- Required tasks
a. In the page on backpropagation through Conv1D, which versions of jax and jaxlib does the install command specify?
b. Carry on the page about backpropagation through Conv1D, picking up right after its final line.

- Quoted passage

+--

BP of Conv1D

%pip install jax==0.2.13 jaxlib==0.1.66
from jax import grad
from jax.numpy import array, convolve, inner
a = array([1.1, 2., -3, 2.5, 7.])
b = array([3., 2., -2.2])
WARNING:absl:No GPU/TPU found, falling back to CPU. (Set TF_CPP_MIN_LOG_LEVEL=0 and rerun for more info.)

Inner product

An often use operation is inner product \(\odot\), let \(f(x, y)=x\odot y\), we have \(\nabla_xf=y\)

c = array([4.5, 1., 5.])
grad(inner)(b, c)  # returns the value of c
DeviceArray([4.5, 1. , 5. ], dtype=float32)

Conv1D

Another case is convolution, whose vector-Jacobian product is heavily used in the analysis of backprop. GDBP.

Let \(f(x, y)=g(x*y)\), we have \(\nabla_xf=\nabla_{f(x,y)}g*\overleftarrow{y}\)

We need a scalar output function so that its gradient exists, for simplity, let \(g(u, v)=u\odot v\), that is, for \(f(x, y, z)=(x*y)\odot z\), then we should have \(\nabla_xf=z*\overleftarrow{y}\)

In fact, the result should depend on the convolution mode, but we still use the same convolution operator \(*\) in the manuscript for simplicity.

convolution mode = ‘full’

f = lambda x, y, z: inner(convolve(x, y, mode='full'), z)
c = array([4.5, 1., 5., -2.2, -11, 3.4, 9])
grad(f)(a, b, c)  # evaluate the gradient of f respect to its first argument at given inputs a, b and c
DeviceArray([  4.5     ,  17.84    ,  34.800003, -36.08    , -46.      ],            dtype=float32)

+--

- Material provided
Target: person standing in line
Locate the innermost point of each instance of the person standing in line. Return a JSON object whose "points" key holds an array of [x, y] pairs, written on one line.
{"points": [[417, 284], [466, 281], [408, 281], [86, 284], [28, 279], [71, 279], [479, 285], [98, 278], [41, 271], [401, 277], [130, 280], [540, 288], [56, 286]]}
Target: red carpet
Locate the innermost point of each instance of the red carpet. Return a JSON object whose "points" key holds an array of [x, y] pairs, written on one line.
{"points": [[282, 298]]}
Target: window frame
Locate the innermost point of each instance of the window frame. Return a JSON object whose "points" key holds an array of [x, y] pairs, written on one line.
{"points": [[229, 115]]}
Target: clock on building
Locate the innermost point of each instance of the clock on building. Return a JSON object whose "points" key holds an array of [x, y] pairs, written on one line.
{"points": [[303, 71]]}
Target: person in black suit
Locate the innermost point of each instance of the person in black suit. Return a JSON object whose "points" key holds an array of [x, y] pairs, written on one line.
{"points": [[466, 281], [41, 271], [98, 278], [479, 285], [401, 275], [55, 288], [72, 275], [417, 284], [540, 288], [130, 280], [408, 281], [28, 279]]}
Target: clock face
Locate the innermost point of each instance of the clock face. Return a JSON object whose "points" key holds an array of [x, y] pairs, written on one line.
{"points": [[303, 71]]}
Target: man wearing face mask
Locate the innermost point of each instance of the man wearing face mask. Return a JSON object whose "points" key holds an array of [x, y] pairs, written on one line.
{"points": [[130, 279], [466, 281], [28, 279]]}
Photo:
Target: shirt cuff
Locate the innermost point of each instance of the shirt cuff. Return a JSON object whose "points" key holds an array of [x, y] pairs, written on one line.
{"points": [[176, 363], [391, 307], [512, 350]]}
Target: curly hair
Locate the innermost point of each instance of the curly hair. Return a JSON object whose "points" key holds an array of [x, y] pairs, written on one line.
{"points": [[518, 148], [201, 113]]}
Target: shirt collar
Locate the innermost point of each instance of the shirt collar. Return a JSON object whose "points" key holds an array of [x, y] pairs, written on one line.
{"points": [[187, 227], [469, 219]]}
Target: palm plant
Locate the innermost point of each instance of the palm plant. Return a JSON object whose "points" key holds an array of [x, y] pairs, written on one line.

+--

- Task answers
a. jax 0.2.13 and jaxlib 0.1.66

b.
convolve(c, b[::-1], mode='valid')  # we manually evaluate the gradient
DeviceArray([  4.5     ,  17.84    ,  34.800003, -36.08    , -46.      ],            dtype=float32)

convolution mode = ‘same’

f = lambda x, y, z: inner(convolve(x, y, mode='same'), z)

c = array([4.5, 1., 5., -2.2, -11])
grad(f)(a, b, c)
DeviceArray([  6.8     ,   4.5     ,  17.84    ,  34.800003, -28.6     ],            dtype=float32)
convolve(c, b[::-1], mode='same')
DeviceArray([  6.8     ,   4.5     ,  17.84    ,  34.800003, -28.6     ],            dtype=float32)

convolution mode = ‘valid’

f = lambda x, y, z: inner(convolve(x, y, mode='valid'), z)

c = array([4.5, 1., 5.])
grad(f)(a, b, c)
DeviceArray([-9.900001,  6.8     ,  4.5     , 13.      , 15.      ], dtype=float32)
convolve(c, b[::-1], mode='full')
DeviceArray([-9.900001,  6.8     ,  4.5     , 13.      , 15.      ], dtype=float32)